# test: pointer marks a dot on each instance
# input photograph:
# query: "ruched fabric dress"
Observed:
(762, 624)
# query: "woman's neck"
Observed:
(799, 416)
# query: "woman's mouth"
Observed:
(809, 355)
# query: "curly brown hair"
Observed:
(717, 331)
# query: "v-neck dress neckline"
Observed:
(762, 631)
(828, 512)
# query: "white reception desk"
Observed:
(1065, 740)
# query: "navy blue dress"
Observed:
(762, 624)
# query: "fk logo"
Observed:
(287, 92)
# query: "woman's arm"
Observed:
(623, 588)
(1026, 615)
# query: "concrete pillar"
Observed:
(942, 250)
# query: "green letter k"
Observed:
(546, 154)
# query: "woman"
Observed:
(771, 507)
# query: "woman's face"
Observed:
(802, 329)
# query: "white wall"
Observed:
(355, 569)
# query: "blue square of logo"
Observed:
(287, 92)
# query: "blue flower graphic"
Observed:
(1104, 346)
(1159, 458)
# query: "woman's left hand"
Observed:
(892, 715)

◆ ◆ ◆ ◆ ◆

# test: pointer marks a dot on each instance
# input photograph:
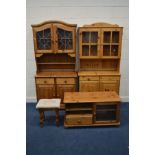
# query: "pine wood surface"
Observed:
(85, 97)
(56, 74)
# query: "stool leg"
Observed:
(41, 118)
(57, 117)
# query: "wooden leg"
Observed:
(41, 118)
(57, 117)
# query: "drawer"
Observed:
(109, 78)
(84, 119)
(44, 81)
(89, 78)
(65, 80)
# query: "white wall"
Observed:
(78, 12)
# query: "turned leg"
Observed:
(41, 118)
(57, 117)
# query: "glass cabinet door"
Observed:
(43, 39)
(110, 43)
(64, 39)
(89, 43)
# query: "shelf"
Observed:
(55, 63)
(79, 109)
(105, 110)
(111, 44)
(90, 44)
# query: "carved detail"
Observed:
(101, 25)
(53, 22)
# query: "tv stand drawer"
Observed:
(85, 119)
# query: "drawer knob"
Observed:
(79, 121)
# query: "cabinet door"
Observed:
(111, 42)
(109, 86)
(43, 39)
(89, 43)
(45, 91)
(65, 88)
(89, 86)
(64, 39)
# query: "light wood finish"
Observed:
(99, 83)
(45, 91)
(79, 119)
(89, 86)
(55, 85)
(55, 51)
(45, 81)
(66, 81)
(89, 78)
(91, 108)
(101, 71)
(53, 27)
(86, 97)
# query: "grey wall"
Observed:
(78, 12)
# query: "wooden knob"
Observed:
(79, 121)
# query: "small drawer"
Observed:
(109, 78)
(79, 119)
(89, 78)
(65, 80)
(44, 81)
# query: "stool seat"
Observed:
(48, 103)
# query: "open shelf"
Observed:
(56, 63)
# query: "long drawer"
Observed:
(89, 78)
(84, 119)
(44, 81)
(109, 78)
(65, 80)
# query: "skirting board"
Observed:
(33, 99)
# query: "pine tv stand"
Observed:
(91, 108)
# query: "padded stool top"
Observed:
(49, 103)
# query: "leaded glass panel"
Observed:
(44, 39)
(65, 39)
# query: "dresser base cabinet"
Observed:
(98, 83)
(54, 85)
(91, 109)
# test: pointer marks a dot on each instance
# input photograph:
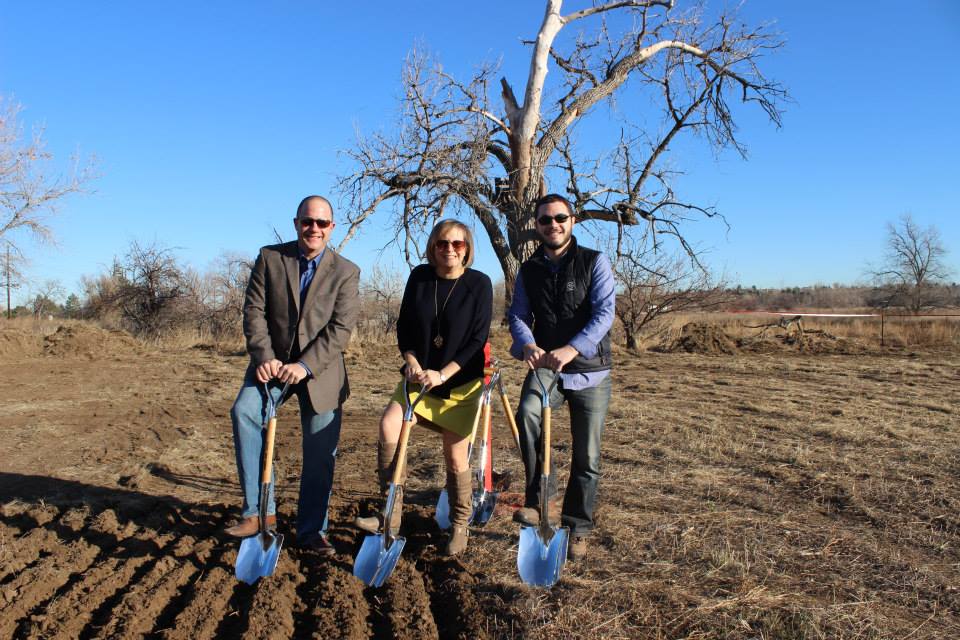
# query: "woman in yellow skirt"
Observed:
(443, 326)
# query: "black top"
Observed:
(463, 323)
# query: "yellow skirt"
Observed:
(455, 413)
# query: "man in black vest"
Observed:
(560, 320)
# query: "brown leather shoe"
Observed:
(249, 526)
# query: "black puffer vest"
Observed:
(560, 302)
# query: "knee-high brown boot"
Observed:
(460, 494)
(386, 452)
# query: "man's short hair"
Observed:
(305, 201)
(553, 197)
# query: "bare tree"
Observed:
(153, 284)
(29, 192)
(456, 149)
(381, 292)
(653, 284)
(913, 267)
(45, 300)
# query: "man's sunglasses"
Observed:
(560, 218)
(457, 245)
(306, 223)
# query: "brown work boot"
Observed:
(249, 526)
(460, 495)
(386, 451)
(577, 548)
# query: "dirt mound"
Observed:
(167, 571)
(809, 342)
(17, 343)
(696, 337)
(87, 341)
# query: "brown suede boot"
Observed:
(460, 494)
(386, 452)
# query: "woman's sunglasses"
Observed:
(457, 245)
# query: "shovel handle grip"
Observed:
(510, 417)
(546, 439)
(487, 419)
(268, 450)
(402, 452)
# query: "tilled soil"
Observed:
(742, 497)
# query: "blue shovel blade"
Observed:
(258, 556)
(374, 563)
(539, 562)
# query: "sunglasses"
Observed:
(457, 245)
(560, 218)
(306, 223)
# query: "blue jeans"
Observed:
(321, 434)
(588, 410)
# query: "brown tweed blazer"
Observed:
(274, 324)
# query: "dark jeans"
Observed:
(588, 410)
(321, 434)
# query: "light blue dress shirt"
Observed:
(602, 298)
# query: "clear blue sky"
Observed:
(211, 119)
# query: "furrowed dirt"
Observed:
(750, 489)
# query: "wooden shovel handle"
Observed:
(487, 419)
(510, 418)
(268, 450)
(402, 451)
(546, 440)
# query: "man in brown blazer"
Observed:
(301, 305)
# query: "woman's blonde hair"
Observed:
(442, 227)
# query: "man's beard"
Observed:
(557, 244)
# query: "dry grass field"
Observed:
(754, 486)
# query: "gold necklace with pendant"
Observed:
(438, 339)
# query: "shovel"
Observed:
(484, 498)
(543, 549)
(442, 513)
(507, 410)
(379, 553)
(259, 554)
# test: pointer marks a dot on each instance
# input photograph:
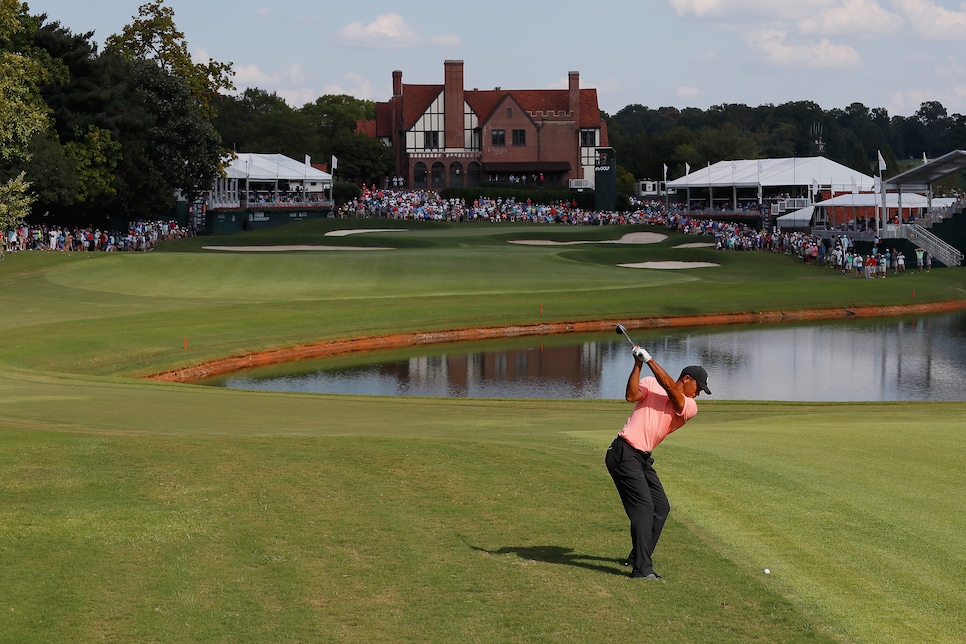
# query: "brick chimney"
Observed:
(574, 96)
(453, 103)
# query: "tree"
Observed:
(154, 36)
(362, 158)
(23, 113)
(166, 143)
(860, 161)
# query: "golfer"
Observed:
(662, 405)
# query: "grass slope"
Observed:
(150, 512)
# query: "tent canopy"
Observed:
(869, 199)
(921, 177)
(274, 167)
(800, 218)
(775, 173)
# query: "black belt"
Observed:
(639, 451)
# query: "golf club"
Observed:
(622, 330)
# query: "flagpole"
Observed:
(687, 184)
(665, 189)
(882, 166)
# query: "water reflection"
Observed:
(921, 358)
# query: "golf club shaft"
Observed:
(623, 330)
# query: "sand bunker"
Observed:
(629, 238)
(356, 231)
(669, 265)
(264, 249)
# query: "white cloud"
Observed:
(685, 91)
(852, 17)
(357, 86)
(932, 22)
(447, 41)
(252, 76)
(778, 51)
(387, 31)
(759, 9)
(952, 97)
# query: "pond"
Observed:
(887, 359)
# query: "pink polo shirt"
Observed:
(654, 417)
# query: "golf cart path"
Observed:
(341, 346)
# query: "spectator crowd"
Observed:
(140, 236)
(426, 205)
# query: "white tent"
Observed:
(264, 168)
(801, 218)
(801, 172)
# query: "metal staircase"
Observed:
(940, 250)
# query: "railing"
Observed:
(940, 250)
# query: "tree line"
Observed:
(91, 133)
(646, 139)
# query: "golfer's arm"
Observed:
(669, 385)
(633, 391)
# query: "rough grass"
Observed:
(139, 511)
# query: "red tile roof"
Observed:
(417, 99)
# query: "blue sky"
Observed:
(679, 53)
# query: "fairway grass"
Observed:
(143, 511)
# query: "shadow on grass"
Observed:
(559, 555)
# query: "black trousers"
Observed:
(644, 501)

◆ ◆ ◆ ◆ ◆

TASK DESCRIPTION:
Looking at the entries above, how many lines contain "drawer"? State the number and nothing more.

RESULT BELOW:
5